====== Data to process ======

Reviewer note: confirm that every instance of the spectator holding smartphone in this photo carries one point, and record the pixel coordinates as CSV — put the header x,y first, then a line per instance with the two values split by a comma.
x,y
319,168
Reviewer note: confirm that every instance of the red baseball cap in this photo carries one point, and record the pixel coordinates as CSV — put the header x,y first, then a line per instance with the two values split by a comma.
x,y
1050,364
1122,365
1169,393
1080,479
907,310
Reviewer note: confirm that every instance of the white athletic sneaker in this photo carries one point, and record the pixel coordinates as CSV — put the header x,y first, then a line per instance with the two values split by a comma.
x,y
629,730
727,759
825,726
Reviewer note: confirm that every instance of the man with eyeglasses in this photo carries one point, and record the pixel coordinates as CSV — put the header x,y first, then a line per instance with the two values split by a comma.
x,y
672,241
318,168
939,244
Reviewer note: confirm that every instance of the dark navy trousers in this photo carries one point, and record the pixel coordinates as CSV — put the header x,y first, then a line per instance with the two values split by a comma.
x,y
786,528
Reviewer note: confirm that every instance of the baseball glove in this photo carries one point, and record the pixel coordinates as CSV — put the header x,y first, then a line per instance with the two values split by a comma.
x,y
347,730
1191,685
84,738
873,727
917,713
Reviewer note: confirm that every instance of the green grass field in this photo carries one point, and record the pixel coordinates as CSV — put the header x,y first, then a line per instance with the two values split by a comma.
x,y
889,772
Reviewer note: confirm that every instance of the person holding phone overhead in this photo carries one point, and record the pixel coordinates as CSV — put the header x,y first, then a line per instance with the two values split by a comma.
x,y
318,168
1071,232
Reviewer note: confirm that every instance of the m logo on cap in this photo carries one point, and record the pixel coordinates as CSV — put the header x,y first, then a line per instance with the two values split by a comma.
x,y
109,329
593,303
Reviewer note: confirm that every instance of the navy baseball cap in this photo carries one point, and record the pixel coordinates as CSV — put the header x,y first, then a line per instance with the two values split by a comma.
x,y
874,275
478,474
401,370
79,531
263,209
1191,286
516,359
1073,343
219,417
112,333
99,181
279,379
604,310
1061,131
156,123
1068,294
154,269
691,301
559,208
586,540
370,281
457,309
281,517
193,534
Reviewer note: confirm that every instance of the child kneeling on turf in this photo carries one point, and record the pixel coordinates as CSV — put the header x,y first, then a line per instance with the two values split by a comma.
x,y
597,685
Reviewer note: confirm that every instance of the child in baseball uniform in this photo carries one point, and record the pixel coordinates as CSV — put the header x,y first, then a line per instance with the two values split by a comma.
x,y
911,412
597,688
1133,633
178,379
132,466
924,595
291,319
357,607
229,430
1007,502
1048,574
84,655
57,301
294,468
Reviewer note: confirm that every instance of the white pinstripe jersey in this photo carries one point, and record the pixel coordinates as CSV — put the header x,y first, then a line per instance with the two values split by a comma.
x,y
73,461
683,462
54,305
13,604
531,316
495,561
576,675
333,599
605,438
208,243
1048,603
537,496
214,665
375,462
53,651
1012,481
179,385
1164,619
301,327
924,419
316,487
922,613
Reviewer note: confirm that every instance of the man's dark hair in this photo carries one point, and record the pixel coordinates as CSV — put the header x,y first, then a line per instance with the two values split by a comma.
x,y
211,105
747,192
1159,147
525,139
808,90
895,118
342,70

======

Format the listing as a Markdown table with the columns Row and Text, giving each line its row number and leaving out blank lines. Begin at the line that has "Reviewer note: confirm that every instance of the child kneeling" and stop after the final line of the listing.

| Row | Text |
|---|---|
| 1 | Reviewer note: confirm that every instance of the child kneeling on turf in this photo carries one point, and record the pixel coordinates as CSV — put the header x,y first, then a line per instance with the two values split by a comma. |
| 2 | x,y |
| 3 | 597,685 |
| 4 | Reviewer note: confirm that every instance of the child in baseball uniform in this photo carries one point, and record the pixel coordinates as CSV — put the header x,y first, then a line per instance with the two values split by a comma. |
| 5 | x,y |
| 6 | 911,412 |
| 7 | 597,688 |
| 8 | 1133,633 |
| 9 | 178,379 |
| 10 | 132,466 |
| 11 | 924,595 |
| 12 | 291,319 |
| 13 | 357,607 |
| 14 | 229,430 |
| 15 | 1007,502 |
| 16 | 1048,574 |
| 17 | 84,655 |
| 18 | 57,301 |
| 19 | 294,468 |
| 20 | Reviewer note: confirm that every instance of the white pinstripe jersey in this photo carries one point, and record the pixel coordinates as CSV — put the header x,y first, then a line per instance with the two values split by a comma. |
| 21 | x,y |
| 22 | 73,461 |
| 23 | 683,462 |
| 24 | 54,305 |
| 25 | 13,604 |
| 26 | 531,316 |
| 27 | 495,561 |
| 28 | 576,675 |
| 29 | 333,599 |
| 30 | 605,438 |
| 31 | 208,243 |
| 32 | 1048,603 |
| 33 | 537,496 |
| 34 | 214,665 |
| 35 | 375,462 |
| 36 | 53,651 |
| 37 | 1012,481 |
| 38 | 179,385 |
| 39 | 1164,619 |
| 40 | 301,327 |
| 41 | 924,419 |
| 42 | 316,487 |
| 43 | 922,613 |
| 44 | Reviewer note: confirm that every instance of the man's dark hair in this photo carries one point, and record the pixel coordinates as CSV — put the header x,y first, then a line per instance with the two values split by a comma. |
| 45 | x,y |
| 46 | 211,105 |
| 47 | 747,192 |
| 48 | 1159,147 |
| 49 | 525,139 |
| 50 | 808,90 |
| 51 | 895,118 |
| 52 | 342,70 |